■ Problem 1
In the account of chemotherapy and the TACE procedure, why is the port in the writer's chest connected to a larger artery? Answer in one to three sentences.
■ Problem 2
Pick up the account of chemotherapy and the TACE procedure after its final sentence, and continue it in the same voice.
***** Text for analysis
Have to do another set of 12 chemo treatments, and another TACE procedure (Chemo beads fed up the artery in your leg to the liver directly, killing the cancer sells at the source. A simple procedure, but I hate hospitals, so mentally, very exhausting) starting this Thursday. Under chemo, I have it every 2 weeks, it's about a 3 hour session on day 1, at which I go home with a bottle attached to a port in my chest. A port is a device that allows a needle to be inserted into me, it's connected to my larger artery, as too much chemo is something your normal veins could not take...
Anyway I sleep with it 2 nights, then at noon on the 3rd day a nurse comes to remove it. By 2 days later, my white cell count dips, and my immune system is highly susceptible to germs. I am pretty much bed ridden and on lock down visitor wise. 2-3 days later, I bounce back have about 3-4 days of normality, at which I rinse, lather, repeat...
I was thinking of leaving SVS in the interim, they are scheduling 4 sessions at a time, then a CT scan to see how my liver is doing, then when I am strong enough, go off chemo for 2 weeks, have the TACE, then recover for 6-8 weeks. IF I have to have all 12 before I am strong enough, the TACE won't be till July. Meaning it would be September till I feel the effects, last time it gave me 6 months of reprieve. I hope this time out, it gets it all... there are cases of 3 year survivors, who've never had to have another one. A man in his late 70s...
**********
***** Provided information
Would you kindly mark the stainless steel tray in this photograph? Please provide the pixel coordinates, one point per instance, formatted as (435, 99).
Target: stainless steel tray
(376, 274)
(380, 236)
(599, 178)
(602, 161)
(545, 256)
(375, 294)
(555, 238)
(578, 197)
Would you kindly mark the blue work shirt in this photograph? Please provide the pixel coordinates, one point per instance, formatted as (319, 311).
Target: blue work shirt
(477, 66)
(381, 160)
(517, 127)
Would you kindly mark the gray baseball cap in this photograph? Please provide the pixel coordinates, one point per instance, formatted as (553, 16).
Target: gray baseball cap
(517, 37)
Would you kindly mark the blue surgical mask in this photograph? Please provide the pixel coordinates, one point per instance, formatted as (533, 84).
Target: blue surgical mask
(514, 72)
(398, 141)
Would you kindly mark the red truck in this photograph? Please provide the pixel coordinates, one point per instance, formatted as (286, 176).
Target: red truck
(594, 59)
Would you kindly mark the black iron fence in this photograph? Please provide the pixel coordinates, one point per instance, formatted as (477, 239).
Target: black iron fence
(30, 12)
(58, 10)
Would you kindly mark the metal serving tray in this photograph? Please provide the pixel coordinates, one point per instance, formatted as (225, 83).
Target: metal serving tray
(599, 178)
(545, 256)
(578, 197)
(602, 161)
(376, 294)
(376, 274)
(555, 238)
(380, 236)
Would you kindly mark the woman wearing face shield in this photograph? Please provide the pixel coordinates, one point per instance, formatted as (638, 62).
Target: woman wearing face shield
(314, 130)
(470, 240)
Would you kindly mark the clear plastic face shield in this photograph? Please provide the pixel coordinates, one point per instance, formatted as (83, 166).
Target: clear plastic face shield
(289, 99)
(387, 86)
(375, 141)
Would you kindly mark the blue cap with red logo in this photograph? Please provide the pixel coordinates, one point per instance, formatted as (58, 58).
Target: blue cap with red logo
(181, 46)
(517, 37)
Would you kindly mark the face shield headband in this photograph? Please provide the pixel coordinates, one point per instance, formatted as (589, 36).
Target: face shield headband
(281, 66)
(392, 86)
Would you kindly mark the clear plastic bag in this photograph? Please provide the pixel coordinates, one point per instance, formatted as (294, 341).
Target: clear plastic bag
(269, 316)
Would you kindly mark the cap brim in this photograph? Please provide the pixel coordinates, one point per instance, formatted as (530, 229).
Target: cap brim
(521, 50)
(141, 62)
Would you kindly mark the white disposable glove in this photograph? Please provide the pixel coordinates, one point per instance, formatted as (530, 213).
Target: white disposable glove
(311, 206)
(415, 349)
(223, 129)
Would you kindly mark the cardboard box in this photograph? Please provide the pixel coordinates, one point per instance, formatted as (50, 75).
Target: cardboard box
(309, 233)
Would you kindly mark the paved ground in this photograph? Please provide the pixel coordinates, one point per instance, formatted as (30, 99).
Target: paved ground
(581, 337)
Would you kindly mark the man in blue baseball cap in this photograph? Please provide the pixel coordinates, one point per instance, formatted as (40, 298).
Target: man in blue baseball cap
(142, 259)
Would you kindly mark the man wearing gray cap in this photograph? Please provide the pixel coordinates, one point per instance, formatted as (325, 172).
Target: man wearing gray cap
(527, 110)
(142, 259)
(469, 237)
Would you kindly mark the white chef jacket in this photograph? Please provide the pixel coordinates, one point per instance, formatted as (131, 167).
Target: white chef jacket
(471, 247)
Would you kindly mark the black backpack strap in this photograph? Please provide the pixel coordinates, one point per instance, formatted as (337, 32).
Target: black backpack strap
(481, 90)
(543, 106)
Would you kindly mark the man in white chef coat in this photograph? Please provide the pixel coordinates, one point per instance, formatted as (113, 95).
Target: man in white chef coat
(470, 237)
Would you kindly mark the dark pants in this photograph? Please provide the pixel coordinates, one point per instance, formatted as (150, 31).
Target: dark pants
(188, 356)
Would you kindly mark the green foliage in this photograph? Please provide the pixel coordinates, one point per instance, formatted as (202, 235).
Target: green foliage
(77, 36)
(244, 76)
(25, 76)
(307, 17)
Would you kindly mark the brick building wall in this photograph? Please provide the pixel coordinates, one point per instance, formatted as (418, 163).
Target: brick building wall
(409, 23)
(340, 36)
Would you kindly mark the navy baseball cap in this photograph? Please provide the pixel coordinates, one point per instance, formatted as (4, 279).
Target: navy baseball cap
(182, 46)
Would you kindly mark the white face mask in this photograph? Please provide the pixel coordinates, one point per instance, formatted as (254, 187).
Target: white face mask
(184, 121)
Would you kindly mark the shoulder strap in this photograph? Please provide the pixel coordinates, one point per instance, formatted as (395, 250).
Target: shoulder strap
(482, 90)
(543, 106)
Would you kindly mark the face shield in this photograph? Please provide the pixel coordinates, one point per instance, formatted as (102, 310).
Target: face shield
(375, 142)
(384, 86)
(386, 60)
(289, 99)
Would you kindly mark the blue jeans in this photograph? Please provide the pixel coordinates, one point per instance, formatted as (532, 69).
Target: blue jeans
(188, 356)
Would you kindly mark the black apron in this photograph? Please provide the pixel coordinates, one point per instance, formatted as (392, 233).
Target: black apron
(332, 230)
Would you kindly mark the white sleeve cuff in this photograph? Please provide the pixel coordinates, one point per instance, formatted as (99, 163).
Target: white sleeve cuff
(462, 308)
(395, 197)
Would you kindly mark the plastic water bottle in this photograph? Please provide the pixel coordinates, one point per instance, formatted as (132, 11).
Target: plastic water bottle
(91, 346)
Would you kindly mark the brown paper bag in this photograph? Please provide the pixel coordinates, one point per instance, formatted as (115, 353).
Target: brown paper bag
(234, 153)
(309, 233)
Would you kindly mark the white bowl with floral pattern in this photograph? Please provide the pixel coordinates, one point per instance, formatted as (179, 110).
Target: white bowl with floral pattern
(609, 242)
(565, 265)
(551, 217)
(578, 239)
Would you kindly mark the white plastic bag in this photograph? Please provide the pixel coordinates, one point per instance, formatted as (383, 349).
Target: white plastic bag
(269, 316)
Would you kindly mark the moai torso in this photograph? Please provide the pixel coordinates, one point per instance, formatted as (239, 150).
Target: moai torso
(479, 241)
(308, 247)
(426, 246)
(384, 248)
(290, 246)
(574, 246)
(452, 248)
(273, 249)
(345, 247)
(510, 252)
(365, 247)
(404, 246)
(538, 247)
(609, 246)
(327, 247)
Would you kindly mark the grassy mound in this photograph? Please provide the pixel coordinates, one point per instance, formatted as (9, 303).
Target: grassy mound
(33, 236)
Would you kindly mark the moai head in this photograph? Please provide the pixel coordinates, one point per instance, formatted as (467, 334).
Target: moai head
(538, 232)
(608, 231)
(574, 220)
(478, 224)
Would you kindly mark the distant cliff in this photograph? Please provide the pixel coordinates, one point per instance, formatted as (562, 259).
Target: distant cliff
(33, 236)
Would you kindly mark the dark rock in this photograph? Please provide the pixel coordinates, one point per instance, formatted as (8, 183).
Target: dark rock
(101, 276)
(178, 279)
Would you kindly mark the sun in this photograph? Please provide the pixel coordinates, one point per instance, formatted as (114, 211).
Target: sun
**********
■ Response box 1
The port is connected to a larger artery because the amount of chemotherapy involved is more than normal veins could take.

■ Response box 2
It's a long laborious process I am about to endure. And last time I did not know what to expect, or face. This time I am healthier, I know full well what is coming, and I still have an incredible support group (a private blog of over 50 close friends and family on Facebook, and more so the best wife ever created...) to get me through this. The meds they are using this time will not be so hard on my hands and feet. I still have the neuropathy from my last TACE, which was worse, so technically I won't reach the 1 year marker of May of being chemo free.
So I won't know how much sensitivity in my hands I will have, right now they say you'll only get 85% back after a year. I don't know if it goes away permanently. I consider it a small price to pay for living. I can still draw. And since finding SVS in December, I have been pushing myself back into art, because it is a part of me I denied for far too long, waiting to get back 85%.
My plan therefore is to stay.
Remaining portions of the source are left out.